Dataset excerpts:
=== Begin Enclosure ===

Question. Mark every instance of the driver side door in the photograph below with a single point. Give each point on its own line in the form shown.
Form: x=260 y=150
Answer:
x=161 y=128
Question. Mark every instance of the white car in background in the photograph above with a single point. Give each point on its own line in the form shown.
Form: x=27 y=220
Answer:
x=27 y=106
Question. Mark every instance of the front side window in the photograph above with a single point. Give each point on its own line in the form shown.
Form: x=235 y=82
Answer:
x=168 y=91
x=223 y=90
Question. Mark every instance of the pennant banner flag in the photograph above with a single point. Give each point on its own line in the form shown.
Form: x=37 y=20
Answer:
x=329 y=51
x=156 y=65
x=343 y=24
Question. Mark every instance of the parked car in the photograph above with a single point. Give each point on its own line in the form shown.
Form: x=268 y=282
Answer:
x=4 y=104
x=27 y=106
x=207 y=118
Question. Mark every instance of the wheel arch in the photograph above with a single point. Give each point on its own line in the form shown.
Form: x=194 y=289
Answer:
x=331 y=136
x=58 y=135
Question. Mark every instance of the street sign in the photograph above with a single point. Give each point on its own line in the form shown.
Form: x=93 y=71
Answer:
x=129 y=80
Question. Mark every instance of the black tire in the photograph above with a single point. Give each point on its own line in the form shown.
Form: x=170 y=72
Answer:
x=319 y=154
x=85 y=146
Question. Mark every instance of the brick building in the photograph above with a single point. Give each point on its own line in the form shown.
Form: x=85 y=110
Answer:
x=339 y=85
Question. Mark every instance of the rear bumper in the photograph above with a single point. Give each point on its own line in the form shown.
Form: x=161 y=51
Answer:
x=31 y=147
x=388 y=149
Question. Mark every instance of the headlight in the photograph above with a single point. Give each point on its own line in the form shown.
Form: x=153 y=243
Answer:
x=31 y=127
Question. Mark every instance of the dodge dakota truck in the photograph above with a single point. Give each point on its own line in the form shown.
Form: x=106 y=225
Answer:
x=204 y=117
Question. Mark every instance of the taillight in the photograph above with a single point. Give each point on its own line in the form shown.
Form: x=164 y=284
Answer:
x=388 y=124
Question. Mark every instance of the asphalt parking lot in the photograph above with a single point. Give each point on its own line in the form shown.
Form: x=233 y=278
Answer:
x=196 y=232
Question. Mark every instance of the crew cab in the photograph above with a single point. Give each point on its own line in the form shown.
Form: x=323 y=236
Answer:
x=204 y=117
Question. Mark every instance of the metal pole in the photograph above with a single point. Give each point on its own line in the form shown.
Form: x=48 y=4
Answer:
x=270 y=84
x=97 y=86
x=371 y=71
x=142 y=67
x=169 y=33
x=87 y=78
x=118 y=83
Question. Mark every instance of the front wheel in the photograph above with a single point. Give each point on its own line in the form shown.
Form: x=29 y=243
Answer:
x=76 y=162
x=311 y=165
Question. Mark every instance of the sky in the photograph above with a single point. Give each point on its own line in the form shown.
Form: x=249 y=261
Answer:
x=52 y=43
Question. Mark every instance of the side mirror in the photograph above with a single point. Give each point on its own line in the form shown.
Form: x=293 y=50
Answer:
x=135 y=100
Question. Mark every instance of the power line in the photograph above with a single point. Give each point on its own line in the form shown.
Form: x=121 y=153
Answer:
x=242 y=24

=== End Enclosure ===

→ **Description of the task**:
What you return must be the entries, given again word for word.

→ **Output**:
Question. Mark every instance of the driver side door in the photograph below with a single point. Give each point on its own line in the form shown.
Form: x=260 y=150
Answer:
x=161 y=128
Question. Mark every instance of the white car in background in the photograph above with a single point. Give each point on its own line in the form shown.
Form: x=27 y=220
Answer:
x=27 y=106
Question. Mark every instance of the front side window in the photograph above with a single point. Give each point on its own line in the form shown.
Form: x=235 y=82
Answer:
x=168 y=91
x=223 y=90
Question. Mark every instance of the pennant banner flag in the photograph above with a single point. Give each point on its own line in the form shown.
Form: x=37 y=20
Answer:
x=329 y=51
x=156 y=65
x=343 y=24
Question. Mark every instance of the parked car in the photograph above with a single point. Give each point on its own line in the form shown.
Form: x=268 y=282
Answer:
x=4 y=104
x=27 y=106
x=207 y=118
Question. Mark every instance of the wheel arch in the photograph above with a single point. Give each point on its own line in the form shown.
Form: x=194 y=289
Answer:
x=331 y=136
x=58 y=135
Question. Mark every instance of the street sign in the photograph above with a single point. Give each point on its own line in the form shown.
Form: x=93 y=71
Answer:
x=129 y=80
Question. Mark every instance of the black tire in the photograph above with a single point. Give each point on its own line in the form shown.
Form: x=170 y=72
Answer:
x=319 y=154
x=85 y=146
Question. Mark every instance of the brick building in the photograph above with a single point. Give each point on its own line in the form shown.
Form: x=85 y=110
Answer:
x=339 y=85
Question. Mark every instance of the rear bumper in the photograph above with a single point. Give each point on its own line in the form shown.
Form: x=161 y=51
Answer:
x=31 y=147
x=388 y=149
Question. Mark every instance of the headlight in the photograph above with a single point. Give each point on its own line in the form shown.
Form: x=153 y=243
Answer:
x=31 y=127
Question. Mark every instance of the dodge dakota truck in the photograph above with a single point. Give each point on its own line in the form shown.
Form: x=106 y=225
Answer:
x=204 y=117
Question. Mark every instance of the taillight in the photograph above with a single point. Give each point on its own line in the form shown.
Form: x=164 y=284
Answer:
x=388 y=124
Question. Mark every instance of the asphalt parking lot in the photograph above with a single point. Give each point on its own line in the form shown.
Form: x=233 y=278
Answer:
x=196 y=232
Question. Mark every instance of the crew cab in the photograph above with a single point. Give each point on its own line in the form shown.
Form: x=323 y=236
Answer:
x=204 y=117
Question. Mark every instance of the metal pole in the photograph above with a single point. Give each point on its own line in the form shown.
Form: x=48 y=4
Answer:
x=270 y=84
x=97 y=86
x=371 y=71
x=142 y=67
x=169 y=33
x=87 y=78
x=118 y=83
Question. Mark every instance of the front wheel in the photograph above with a single point. Give each point on its own line in the form shown.
Form: x=29 y=243
Answer:
x=76 y=162
x=311 y=165
Question. Mark every instance of the sky in the photograph above with a single point. Give each point on its own line in the form shown.
Form: x=249 y=261
Answer:
x=52 y=43
Question. Mark every instance of the side mirror in the photograph above with a single point. Give each point on its own line in the form shown.
Form: x=293 y=50
Answer:
x=135 y=100
Question. Mark every instance of the power line in the photograph above with a single point. Give each point on its own line in the form shown.
Form: x=121 y=153
Answer:
x=242 y=24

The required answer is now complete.